■ Given exercise ■
Reproduce each of the records below line for line, with no changes.

■ Raw data ■
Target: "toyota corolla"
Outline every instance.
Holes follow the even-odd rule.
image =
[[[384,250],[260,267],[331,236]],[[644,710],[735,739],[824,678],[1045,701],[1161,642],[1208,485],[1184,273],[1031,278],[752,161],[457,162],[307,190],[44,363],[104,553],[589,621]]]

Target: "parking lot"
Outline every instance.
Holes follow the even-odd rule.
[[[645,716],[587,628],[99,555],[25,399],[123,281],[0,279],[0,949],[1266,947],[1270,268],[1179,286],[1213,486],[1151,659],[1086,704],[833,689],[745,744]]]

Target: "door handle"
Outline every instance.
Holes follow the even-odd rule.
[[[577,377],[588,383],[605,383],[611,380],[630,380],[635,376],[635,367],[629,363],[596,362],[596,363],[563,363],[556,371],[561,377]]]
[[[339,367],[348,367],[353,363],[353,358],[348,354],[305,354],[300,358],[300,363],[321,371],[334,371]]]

■ Answer to the exercise ■
Target: "toyota corolla"
Outline every instance.
Holes follow the even-odd rule.
image =
[[[384,250],[260,267],[331,236]],[[644,710],[735,739],[824,678],[1045,701],[1161,642],[1208,485],[1184,273],[1031,278],[752,161],[457,162],[307,190],[44,363],[104,553],[589,621]]]

Target: "parking lot"
Outline every instance.
Holes follow the even-odd rule.
[[[645,716],[587,628],[99,555],[25,399],[123,281],[0,279],[0,949],[1266,947],[1270,268],[1179,286],[1213,486],[1151,659],[1086,704],[833,689],[745,744]]]

Target: "door handle"
Outline every instance.
Holes follow the even-odd rule.
[[[577,377],[588,383],[605,383],[611,380],[630,380],[635,376],[635,367],[629,363],[596,362],[596,363],[563,363],[556,371],[561,377]]]
[[[339,367],[348,367],[353,363],[353,358],[348,354],[305,354],[300,358],[300,363],[321,371],[334,371]]]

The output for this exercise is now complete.